** Direction **
Set out the data below as a numbered list, one line per item, with blank lines left out and the pictures omitted.

++++++

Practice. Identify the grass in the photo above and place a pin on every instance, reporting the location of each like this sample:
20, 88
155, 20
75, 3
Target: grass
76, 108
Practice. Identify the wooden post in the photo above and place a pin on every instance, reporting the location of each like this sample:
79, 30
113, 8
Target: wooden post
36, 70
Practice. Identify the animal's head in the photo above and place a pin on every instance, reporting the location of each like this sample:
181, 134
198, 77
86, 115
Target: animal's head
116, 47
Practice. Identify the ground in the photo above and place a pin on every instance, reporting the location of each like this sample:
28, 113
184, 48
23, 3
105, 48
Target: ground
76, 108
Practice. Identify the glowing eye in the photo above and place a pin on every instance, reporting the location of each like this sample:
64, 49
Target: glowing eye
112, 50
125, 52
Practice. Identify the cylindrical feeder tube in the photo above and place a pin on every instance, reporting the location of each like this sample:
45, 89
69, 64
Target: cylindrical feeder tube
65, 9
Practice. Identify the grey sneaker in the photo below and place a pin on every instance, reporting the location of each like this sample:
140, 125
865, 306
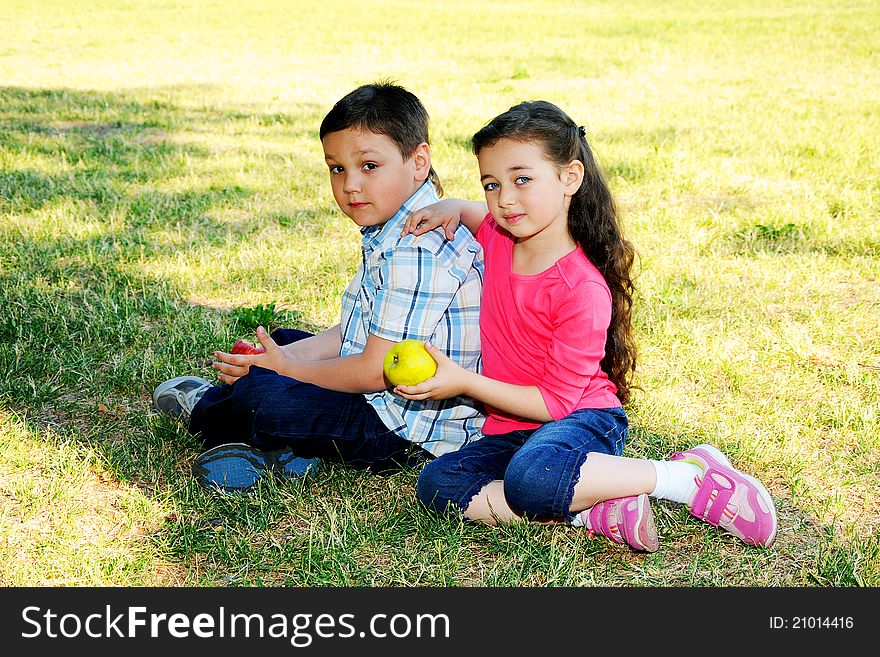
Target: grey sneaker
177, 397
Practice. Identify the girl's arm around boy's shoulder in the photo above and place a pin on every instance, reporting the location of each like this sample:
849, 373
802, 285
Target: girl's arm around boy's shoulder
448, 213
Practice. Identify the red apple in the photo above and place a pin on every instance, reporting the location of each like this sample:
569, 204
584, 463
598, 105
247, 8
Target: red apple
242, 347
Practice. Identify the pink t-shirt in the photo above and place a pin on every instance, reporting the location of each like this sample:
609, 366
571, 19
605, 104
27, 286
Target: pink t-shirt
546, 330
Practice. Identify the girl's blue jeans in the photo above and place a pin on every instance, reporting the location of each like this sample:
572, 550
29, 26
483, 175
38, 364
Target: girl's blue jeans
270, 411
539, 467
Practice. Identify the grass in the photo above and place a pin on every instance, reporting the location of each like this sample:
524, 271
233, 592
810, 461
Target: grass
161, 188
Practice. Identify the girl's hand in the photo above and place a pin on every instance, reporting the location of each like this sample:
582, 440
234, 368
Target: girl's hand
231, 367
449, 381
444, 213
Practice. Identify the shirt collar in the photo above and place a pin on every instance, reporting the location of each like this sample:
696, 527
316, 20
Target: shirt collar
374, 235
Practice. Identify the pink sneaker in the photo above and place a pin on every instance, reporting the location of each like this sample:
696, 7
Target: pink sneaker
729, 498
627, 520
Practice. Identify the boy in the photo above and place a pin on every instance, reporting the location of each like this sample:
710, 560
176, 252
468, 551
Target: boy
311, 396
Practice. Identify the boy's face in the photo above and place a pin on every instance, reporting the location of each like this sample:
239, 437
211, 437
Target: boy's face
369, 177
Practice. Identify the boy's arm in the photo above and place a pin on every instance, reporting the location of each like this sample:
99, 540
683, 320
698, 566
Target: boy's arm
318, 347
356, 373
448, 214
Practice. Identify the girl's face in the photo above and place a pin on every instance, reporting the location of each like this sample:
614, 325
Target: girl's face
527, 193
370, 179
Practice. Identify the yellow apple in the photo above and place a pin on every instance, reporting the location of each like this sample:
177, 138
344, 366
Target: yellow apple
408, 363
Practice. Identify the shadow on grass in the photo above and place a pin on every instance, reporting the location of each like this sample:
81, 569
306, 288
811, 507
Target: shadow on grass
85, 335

++++++

** Task response **
1. Practice. Identify the grass in the photo above and place a pin on every instance, reporting the location of each like this sample:
2. 20, 88
3. 155, 20
4. 75, 3
5. Target: grass
6. 76, 108
7. Practice. Identify the wooden post in the photo above and place a pin on every instance, reporting the location of each like this sample:
8. 79, 30
9. 113, 8
10. Target: wooden post
11. 36, 70
12. Practice. Identify the animal's head in the photo above and place a pin on every instance, reporting the location of each like this sample:
13. 181, 134
14. 198, 77
15. 86, 115
16. Target: animal's head
17. 116, 47
18. Practice. Identify the ground in the photo above and place a pin on every instance, reporting the location of each like this sample:
19. 28, 113
20. 184, 48
21. 23, 3
22. 105, 48
23. Target: ground
24. 76, 108
25. Practice. Identify the glowing eye in the photo above and place a pin on every instance, reporting the location of each like this sample:
26. 64, 49
27. Target: glowing eye
28. 112, 50
29. 125, 52
30. Practice. Identify the cylindrical feeder tube in the photo above and place a pin on every instance, reporting the location of each like this sample:
31. 45, 89
32. 69, 64
33. Target: cylindrical feeder tube
34. 65, 9
35. Practice. Identify the grey sneaker in the photo below and place a pin on every instance, reporting the location of each like this sample:
36. 140, 125
37. 865, 306
38. Target: grey sneaker
39. 177, 397
40. Practice. Identify the girl's arm around boy's shoulder in the photo above and place a pin on every instance, reporting the location of each like this sample:
41. 849, 373
42. 802, 285
43. Target: girl's arm around boy's shoulder
44. 448, 213
45. Practice. Identify the red apple in the photo above and place a pin on every instance, reporting the location of each like this sample:
46. 569, 204
47. 584, 463
48. 598, 105
49. 247, 8
50. Target: red apple
51. 242, 347
52. Practice. Identify the pink t-shirt in the photo above and place a pin on every instance, reporting the location of each like this sample:
53. 609, 366
54. 571, 19
55. 605, 104
56. 27, 286
57. Target: pink t-shirt
58. 546, 330
59. Practice. Identify the girl's blue jeans in the photo above and place a pin on every instance, reporting the location of each like this sample:
60. 572, 550
61. 29, 26
62. 483, 175
63. 38, 364
64. Target: girl's blue jeans
65. 270, 411
66. 539, 467
67. Practice. Identify the grass in the photo above and place a pin on every instance, reporting the location of each like this sample:
68. 524, 271
69. 233, 592
70. 810, 461
71. Target: grass
72. 161, 188
73. Practice. Identify the girl's hand in the photo above and place a pin on every instance, reporting the location of each like this sample:
74. 582, 440
75. 234, 368
76. Target: girl's hand
77. 231, 367
78. 449, 381
79. 444, 213
80. Practice. Identify the shirt collar in the photo above and place a pin on every instance, reporting the location of each like this sample:
81. 696, 527
82. 316, 20
83. Target: shirt collar
84. 374, 235
85. Practice. Identify the pink sneaker in the photo above and place a pin on every instance, reporting the location of each like this sample:
86. 696, 7
87. Target: pink sneaker
88. 729, 498
89. 627, 520
90. Practice. Identify the boy in the photo above and place a pin on every instance, reporting the location of each like this sample:
91. 710, 560
92. 176, 252
93. 468, 551
94. Target: boy
95. 311, 396
96. Practice. Identify the boy's face in the photo above and place a pin on every instance, reporting the location of each like this sample:
97. 239, 437
98. 211, 437
99. Target: boy's face
100. 369, 177
101. Practice. Identify the boy's arm in the photo above and place a pin on every instance, reporting the location of each like this sample:
102. 99, 540
103. 683, 320
104. 698, 566
105. Target: boy's arm
106. 318, 347
107. 356, 373
108. 448, 214
109. Practice. Identify the girl's face in the photo above and place a pin on every instance, reporting the location of each like this sample:
110. 614, 325
111. Target: girl's face
112. 527, 193
113. 370, 179
114. Practice. Identify the yellow apple in the photo above and place a pin on every instance, reporting the location of each like this sample:
115. 177, 138
116. 344, 366
117. Target: yellow apple
118. 408, 363
119. Practice. Identify the shadow on grass in the photo above and place a pin on every instance, reporting the location of each like this sample:
120. 81, 569
121. 306, 288
122. 811, 507
123. Target: shadow on grass
124. 85, 335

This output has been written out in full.